### Aim of the task
Return every line of the records below that contains the word "hillside", copying each one in full.

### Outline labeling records
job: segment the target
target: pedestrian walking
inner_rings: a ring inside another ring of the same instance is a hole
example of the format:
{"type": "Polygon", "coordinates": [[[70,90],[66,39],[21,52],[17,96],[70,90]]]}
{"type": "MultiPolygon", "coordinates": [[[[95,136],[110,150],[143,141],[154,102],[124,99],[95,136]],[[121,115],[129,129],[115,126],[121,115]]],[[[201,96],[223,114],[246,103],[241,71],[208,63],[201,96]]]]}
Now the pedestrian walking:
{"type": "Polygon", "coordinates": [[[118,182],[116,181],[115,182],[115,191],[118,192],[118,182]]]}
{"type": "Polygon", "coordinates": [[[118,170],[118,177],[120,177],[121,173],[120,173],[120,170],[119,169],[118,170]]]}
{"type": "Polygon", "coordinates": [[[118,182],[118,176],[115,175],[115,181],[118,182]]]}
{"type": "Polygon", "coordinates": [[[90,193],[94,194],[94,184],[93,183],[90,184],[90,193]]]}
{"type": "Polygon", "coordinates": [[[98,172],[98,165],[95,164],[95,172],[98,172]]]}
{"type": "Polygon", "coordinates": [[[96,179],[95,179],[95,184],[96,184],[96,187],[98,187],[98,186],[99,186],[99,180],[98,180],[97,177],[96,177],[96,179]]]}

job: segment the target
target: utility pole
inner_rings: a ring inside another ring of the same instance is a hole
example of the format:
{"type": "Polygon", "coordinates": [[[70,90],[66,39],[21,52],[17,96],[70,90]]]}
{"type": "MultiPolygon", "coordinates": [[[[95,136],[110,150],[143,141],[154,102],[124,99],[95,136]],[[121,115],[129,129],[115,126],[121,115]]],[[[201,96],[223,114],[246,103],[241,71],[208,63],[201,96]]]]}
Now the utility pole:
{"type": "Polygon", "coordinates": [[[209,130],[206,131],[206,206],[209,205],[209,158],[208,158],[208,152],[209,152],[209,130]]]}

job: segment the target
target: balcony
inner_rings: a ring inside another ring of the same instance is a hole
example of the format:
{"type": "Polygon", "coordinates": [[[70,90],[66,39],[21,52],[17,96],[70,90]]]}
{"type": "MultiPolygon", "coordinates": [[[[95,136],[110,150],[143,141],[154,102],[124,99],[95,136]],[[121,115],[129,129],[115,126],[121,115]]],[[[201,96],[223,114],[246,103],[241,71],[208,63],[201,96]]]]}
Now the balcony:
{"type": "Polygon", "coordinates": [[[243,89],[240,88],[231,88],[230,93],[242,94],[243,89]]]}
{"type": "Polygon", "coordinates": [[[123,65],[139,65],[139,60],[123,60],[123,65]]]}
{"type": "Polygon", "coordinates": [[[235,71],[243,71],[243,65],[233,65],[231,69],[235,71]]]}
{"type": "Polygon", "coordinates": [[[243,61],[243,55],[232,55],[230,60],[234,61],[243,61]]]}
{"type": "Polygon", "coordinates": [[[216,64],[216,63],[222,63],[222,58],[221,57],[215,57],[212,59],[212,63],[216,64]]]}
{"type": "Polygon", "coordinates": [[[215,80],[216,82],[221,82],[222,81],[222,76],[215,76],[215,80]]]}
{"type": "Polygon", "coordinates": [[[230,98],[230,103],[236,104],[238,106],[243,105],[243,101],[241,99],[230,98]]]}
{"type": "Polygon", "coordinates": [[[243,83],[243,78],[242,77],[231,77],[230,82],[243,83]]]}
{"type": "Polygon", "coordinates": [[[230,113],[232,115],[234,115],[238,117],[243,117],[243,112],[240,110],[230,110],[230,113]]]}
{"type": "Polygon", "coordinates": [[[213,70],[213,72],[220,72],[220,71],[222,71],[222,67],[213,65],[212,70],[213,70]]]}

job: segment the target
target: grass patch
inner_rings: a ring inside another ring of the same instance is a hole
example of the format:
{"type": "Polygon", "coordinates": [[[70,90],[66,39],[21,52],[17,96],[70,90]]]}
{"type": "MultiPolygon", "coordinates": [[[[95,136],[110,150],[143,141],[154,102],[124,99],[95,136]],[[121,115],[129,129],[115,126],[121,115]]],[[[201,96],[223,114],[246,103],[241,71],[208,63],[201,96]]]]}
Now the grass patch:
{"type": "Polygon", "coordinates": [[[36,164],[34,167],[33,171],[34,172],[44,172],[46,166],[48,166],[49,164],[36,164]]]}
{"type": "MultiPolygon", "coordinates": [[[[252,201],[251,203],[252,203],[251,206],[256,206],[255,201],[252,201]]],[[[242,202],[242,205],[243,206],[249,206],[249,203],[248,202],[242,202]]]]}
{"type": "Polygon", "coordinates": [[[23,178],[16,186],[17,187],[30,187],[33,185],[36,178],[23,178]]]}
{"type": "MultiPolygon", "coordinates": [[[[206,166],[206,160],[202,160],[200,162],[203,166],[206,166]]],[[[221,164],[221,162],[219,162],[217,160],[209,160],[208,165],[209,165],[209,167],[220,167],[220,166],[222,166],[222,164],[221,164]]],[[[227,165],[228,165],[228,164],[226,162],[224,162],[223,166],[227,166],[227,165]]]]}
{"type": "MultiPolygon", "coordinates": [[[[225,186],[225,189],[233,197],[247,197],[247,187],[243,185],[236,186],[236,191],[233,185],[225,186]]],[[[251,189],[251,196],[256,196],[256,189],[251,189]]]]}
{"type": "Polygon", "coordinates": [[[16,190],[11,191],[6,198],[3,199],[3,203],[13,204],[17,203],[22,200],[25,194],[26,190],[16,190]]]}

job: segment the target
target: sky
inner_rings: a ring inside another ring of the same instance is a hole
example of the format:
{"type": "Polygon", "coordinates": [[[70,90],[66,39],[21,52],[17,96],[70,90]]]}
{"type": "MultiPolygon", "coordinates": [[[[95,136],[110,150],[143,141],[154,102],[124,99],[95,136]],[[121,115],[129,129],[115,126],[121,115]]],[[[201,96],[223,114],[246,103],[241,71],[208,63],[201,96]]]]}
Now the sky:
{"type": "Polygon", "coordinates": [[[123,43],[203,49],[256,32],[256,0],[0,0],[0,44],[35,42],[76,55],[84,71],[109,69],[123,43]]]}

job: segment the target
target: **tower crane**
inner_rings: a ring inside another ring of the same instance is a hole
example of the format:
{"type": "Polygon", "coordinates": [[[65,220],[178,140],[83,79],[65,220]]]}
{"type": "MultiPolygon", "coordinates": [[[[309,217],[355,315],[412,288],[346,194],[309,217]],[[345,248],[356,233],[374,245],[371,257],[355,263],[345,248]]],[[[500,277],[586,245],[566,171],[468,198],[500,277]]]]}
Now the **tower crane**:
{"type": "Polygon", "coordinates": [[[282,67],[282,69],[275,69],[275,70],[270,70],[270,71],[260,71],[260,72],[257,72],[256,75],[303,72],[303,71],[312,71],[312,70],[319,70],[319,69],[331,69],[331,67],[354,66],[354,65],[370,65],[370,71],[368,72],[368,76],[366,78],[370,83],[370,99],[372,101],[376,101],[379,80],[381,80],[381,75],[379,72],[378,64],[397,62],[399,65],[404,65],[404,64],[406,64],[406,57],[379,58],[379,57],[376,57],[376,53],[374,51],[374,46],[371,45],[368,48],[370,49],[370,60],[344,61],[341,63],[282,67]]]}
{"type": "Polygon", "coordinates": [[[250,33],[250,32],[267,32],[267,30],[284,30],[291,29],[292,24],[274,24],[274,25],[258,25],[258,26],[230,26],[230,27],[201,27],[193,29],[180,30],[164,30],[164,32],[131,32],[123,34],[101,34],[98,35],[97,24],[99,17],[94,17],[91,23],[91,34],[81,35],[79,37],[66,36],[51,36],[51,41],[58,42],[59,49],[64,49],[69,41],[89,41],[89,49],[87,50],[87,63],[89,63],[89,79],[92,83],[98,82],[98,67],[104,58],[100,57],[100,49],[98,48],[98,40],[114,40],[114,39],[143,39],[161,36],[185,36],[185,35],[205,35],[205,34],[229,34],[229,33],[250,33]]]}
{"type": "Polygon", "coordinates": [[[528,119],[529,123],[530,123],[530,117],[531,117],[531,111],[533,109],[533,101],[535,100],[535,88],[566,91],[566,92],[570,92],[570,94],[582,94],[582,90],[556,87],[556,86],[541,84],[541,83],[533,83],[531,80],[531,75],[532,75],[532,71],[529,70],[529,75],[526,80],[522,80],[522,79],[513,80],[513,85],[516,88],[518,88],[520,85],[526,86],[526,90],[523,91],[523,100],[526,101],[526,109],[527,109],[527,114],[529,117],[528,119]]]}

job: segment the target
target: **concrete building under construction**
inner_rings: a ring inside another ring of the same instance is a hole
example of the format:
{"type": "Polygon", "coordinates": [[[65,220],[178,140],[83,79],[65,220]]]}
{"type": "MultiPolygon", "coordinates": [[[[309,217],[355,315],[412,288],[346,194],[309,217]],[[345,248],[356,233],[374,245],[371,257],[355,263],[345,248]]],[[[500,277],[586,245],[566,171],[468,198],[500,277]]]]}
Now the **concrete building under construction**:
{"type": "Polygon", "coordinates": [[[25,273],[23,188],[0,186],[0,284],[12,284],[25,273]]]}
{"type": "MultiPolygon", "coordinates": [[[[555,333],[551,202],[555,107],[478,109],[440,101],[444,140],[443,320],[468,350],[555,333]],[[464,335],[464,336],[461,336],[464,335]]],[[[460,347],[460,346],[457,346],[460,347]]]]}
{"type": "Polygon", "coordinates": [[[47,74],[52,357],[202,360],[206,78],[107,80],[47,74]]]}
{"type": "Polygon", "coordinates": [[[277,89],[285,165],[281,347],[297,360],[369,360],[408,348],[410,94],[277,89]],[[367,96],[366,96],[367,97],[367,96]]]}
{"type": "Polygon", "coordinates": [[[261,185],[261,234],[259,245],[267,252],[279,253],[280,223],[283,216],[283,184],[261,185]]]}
---
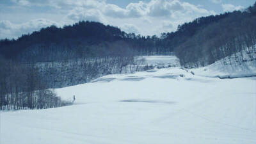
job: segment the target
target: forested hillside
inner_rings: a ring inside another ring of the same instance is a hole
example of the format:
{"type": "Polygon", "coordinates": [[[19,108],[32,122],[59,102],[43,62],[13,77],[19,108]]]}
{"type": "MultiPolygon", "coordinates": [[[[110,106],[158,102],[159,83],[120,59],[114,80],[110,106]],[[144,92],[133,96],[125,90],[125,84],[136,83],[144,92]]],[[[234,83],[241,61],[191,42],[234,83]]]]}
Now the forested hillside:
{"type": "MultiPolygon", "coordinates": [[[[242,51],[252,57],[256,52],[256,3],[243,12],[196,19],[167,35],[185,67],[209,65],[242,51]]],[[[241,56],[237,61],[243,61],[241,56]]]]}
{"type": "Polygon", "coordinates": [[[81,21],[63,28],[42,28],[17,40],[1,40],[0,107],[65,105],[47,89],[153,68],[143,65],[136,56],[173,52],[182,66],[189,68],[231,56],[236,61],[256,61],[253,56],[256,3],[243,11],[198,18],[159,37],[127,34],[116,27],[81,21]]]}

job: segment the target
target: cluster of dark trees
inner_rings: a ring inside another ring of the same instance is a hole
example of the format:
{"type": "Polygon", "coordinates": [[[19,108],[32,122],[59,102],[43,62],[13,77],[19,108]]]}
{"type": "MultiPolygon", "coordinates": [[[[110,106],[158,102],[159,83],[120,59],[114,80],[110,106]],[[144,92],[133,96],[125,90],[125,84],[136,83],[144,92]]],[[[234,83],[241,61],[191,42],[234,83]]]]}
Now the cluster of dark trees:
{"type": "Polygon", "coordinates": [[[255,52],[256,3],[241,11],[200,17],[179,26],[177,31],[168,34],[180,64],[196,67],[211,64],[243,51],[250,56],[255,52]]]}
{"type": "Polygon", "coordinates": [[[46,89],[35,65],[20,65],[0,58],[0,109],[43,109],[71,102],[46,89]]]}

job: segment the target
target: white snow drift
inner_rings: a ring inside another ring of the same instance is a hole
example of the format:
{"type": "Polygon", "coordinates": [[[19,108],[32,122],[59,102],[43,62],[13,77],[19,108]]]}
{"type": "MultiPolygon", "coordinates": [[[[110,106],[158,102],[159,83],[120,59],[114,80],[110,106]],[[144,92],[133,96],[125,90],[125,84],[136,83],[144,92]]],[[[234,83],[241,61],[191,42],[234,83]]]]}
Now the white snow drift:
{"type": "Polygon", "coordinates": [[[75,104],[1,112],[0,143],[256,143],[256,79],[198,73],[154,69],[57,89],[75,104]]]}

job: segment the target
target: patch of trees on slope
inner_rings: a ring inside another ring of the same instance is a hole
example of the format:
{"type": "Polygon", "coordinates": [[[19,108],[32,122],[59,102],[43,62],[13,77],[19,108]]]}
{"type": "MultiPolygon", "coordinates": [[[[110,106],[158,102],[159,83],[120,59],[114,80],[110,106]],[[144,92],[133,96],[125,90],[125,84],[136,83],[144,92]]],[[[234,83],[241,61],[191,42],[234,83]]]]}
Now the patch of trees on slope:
--
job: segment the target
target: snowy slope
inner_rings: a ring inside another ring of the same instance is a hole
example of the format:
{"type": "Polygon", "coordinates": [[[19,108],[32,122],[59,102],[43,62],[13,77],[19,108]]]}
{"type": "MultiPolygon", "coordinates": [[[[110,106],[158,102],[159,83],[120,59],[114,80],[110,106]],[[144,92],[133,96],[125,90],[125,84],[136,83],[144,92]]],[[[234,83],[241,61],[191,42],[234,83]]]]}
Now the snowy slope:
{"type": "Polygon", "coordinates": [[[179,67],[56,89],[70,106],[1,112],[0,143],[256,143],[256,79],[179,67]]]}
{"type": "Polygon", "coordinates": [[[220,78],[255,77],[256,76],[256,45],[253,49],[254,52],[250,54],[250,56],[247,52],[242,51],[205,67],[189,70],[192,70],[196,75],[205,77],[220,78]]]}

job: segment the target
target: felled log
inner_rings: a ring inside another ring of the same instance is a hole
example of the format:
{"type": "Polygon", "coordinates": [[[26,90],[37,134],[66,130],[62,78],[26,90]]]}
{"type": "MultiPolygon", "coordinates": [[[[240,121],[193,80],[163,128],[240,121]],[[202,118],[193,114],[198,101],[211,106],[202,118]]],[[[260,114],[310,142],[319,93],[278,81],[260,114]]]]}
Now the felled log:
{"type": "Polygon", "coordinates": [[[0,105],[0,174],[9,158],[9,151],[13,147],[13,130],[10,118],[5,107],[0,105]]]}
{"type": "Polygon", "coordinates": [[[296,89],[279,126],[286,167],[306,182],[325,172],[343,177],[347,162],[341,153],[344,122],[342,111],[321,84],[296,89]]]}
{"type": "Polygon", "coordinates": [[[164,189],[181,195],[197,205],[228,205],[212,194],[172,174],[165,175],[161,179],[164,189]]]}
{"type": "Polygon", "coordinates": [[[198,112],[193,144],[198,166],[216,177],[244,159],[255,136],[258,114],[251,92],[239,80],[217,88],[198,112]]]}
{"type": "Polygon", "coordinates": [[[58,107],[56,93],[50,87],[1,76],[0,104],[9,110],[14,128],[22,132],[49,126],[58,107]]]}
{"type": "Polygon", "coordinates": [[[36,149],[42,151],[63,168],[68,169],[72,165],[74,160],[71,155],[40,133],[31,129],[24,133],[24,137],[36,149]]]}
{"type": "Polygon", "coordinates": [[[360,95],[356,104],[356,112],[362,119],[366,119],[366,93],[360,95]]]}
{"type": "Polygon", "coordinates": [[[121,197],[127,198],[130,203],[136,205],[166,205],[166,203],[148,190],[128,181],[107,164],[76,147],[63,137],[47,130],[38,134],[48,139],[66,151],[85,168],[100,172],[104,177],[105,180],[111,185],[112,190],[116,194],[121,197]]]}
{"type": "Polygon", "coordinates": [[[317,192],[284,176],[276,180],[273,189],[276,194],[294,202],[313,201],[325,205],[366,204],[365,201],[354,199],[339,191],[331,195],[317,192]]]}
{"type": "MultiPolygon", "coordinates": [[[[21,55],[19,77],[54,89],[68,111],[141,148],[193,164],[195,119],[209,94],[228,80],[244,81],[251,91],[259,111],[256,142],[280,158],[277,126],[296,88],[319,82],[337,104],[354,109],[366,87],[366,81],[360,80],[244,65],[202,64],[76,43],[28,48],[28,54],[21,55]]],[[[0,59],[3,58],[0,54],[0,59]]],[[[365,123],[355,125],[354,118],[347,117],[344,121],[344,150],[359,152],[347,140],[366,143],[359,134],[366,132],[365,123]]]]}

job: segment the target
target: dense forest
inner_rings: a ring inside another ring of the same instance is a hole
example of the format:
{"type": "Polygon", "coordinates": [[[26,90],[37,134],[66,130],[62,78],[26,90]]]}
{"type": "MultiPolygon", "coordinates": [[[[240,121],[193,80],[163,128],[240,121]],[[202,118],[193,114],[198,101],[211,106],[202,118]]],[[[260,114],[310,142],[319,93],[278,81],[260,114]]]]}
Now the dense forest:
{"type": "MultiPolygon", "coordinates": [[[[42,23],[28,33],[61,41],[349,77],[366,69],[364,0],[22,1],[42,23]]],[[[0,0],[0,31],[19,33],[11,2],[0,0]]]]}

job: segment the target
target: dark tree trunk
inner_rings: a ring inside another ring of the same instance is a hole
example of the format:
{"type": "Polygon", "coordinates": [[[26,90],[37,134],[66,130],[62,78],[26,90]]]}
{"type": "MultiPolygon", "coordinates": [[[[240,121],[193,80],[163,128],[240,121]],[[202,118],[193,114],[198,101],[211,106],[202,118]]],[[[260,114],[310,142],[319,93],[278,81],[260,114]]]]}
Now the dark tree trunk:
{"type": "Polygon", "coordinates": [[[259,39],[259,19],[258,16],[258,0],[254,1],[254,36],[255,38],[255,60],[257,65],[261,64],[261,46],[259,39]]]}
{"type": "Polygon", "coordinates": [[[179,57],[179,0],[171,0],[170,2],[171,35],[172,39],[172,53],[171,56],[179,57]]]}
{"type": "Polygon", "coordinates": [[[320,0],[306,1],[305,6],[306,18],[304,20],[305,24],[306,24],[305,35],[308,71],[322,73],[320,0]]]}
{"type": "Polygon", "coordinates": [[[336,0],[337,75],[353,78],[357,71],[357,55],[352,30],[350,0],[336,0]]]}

### Exercise answer
target: forested hillside
Now the forested hillside:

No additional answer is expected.